Problem details: How do the lines below between the ones holding "Put a marker on every instance of the overcast" and "Put a marker on every instance of the dark", inclusive, read? Give them again exactly, with no other lines.

[Information given Boundary: Start]

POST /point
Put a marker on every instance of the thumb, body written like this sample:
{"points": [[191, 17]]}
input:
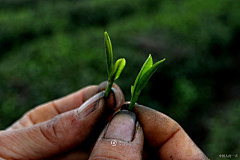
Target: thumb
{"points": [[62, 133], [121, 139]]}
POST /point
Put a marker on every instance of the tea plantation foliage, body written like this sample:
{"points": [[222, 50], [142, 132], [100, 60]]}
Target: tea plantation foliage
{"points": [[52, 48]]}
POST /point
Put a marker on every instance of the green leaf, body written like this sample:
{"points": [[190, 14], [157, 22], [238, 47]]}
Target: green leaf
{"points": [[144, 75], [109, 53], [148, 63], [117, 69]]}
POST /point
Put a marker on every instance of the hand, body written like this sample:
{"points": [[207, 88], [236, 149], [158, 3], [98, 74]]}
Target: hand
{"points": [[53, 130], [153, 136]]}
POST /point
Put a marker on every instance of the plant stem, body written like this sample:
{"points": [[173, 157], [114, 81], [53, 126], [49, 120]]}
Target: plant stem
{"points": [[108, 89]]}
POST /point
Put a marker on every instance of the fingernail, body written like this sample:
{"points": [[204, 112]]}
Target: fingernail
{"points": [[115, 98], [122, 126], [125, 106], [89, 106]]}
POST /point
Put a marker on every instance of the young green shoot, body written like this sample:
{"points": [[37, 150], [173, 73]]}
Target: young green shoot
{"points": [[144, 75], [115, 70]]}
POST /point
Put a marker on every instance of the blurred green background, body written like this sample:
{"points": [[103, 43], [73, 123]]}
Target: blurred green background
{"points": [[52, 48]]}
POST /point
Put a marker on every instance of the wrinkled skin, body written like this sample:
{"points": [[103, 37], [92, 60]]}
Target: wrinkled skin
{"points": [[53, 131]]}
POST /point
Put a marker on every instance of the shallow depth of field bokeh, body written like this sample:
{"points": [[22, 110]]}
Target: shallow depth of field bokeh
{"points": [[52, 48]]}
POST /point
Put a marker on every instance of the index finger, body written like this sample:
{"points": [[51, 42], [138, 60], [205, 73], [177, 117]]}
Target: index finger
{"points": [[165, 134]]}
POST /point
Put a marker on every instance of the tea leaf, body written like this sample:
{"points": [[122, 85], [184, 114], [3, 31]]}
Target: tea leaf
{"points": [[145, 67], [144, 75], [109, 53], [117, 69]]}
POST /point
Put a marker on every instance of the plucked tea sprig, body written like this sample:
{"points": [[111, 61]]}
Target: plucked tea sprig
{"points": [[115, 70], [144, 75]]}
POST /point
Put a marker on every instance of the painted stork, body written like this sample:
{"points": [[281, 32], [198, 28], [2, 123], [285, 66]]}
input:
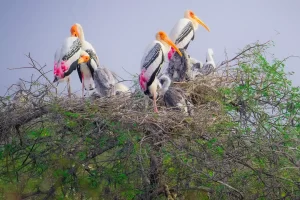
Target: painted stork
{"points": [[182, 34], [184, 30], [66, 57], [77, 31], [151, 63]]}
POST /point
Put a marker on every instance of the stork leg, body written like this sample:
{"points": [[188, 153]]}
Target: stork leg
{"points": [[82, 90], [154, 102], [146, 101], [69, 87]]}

[Information given Boundary: End]
[Information given Boundary: Start]

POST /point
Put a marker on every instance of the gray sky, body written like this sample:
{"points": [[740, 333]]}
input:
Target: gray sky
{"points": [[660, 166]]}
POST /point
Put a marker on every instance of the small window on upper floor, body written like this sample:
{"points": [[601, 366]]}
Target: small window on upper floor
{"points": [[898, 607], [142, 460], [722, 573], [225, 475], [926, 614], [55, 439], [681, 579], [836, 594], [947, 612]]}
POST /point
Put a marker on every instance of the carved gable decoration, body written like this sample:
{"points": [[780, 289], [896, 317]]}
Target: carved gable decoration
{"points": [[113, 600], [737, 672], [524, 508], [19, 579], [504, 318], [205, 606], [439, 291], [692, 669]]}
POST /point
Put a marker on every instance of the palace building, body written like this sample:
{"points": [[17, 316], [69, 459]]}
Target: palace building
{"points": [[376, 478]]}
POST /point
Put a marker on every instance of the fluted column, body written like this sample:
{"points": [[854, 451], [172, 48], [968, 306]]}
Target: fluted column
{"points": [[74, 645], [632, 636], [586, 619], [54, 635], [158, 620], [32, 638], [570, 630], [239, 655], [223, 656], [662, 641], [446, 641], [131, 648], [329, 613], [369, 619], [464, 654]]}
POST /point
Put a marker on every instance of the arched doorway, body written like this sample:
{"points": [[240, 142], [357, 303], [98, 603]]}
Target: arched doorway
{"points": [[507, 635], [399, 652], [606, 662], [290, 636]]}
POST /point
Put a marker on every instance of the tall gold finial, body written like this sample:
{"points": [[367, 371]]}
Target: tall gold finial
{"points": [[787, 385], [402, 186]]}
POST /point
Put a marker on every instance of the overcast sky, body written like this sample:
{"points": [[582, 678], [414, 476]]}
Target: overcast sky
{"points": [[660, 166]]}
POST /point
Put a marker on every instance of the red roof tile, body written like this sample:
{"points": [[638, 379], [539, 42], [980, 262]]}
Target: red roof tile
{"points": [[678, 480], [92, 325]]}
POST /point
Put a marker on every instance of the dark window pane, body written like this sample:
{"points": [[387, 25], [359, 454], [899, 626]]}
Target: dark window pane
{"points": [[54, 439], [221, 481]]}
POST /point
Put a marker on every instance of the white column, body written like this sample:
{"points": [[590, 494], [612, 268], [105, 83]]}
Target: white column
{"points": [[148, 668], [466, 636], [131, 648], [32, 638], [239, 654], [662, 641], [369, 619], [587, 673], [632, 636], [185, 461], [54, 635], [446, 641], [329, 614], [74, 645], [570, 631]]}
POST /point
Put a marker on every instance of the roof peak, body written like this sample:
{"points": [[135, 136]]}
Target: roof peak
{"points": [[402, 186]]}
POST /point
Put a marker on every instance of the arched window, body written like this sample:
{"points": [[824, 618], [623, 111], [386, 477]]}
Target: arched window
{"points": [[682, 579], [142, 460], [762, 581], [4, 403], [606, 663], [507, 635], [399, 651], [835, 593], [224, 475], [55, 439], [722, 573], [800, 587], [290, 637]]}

[Information given Boundary: End]
[Information given Boundary: Start]

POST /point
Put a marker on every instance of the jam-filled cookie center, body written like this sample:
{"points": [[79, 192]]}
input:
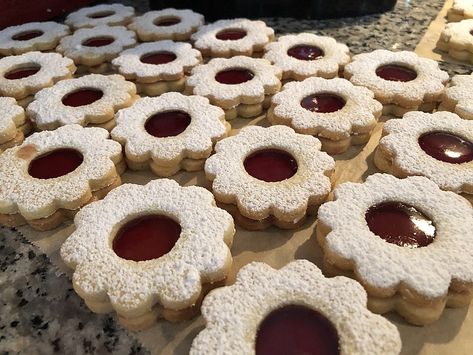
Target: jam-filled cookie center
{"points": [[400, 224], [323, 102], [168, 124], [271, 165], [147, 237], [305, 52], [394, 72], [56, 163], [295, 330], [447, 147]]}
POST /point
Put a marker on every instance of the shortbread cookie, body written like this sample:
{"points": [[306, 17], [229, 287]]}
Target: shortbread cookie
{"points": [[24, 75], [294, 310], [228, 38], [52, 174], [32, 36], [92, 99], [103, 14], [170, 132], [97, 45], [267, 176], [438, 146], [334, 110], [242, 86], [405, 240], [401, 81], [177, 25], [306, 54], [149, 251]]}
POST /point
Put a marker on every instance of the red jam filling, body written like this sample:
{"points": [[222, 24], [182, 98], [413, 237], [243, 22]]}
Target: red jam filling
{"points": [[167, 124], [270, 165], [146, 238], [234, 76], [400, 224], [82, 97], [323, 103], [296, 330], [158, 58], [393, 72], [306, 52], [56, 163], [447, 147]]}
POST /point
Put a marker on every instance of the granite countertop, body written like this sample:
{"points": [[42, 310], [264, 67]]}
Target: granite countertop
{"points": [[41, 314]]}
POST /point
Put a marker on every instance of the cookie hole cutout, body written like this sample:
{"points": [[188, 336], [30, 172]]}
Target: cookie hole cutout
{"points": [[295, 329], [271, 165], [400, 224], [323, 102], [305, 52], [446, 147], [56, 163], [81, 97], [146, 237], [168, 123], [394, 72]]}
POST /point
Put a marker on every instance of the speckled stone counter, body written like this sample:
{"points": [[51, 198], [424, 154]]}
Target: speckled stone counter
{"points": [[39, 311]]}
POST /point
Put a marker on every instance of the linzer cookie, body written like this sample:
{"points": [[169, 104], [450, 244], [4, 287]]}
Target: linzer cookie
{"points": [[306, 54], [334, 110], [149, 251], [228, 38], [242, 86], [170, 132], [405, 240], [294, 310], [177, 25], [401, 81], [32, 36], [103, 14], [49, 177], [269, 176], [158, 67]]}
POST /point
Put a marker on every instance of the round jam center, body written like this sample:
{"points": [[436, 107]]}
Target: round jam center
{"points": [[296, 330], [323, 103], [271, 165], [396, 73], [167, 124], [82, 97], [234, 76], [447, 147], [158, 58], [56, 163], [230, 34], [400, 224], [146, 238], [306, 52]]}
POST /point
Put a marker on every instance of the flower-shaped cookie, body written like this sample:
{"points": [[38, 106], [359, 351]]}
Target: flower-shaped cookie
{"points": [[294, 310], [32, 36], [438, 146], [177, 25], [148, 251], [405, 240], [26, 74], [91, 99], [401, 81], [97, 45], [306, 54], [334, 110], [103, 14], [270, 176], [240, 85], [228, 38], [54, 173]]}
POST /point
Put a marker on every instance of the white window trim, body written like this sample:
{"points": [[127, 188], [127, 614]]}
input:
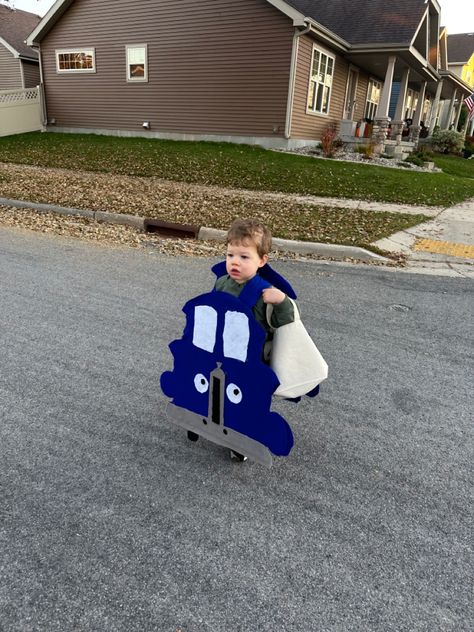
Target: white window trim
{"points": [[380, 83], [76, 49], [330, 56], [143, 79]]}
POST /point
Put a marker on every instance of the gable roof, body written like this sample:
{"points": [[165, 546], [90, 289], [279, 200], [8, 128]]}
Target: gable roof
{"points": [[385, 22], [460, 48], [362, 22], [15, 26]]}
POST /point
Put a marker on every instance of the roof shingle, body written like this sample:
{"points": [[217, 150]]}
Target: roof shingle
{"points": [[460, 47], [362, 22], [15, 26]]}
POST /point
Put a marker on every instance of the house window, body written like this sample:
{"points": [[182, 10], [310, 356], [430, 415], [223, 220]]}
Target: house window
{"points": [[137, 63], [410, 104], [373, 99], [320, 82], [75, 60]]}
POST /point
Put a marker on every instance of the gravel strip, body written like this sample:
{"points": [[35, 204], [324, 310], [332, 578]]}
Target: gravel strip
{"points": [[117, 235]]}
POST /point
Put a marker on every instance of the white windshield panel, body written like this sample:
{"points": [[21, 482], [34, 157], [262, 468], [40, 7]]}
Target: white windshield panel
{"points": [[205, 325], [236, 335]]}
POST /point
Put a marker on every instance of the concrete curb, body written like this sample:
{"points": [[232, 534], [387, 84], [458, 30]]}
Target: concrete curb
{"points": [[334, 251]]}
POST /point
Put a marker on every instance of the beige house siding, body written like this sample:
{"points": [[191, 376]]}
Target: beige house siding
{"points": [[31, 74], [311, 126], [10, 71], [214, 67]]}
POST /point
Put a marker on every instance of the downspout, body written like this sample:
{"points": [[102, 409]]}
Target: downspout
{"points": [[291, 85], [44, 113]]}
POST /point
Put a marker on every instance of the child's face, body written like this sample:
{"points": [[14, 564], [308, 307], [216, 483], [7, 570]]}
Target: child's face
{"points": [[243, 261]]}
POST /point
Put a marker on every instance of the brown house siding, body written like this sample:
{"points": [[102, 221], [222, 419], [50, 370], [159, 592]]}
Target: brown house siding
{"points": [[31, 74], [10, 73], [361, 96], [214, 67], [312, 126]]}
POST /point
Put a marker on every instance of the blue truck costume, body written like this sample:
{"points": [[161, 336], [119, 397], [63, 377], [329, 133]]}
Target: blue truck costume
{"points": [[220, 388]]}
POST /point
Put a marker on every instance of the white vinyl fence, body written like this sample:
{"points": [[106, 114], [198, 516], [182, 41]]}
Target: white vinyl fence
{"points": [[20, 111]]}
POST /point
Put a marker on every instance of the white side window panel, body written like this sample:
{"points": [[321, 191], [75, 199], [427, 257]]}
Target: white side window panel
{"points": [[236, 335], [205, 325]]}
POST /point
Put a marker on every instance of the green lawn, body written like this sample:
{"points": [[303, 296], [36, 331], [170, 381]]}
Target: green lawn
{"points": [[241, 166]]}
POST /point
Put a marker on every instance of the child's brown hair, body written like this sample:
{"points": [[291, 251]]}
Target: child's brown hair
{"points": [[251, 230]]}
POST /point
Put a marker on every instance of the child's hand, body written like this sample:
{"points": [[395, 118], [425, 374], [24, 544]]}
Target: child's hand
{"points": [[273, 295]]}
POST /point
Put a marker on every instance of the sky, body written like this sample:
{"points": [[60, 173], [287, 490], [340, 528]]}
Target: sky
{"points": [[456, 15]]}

[Information given Boundary: End]

Result of the exercise:
Put a marker on every instance of the overcast sky, body written like this sample:
{"points": [[582, 678], [414, 476]]}
Target: overcast sky
{"points": [[660, 166]]}
POST /point
Put a marker on every instance of the red roof tile, body written like this sample:
{"points": [[638, 379], [539, 42], [980, 262]]}
Target: red roof tile
{"points": [[678, 480], [92, 325]]}
POST /point
Put a marker on every instance of the dark window pane, body written like this sample:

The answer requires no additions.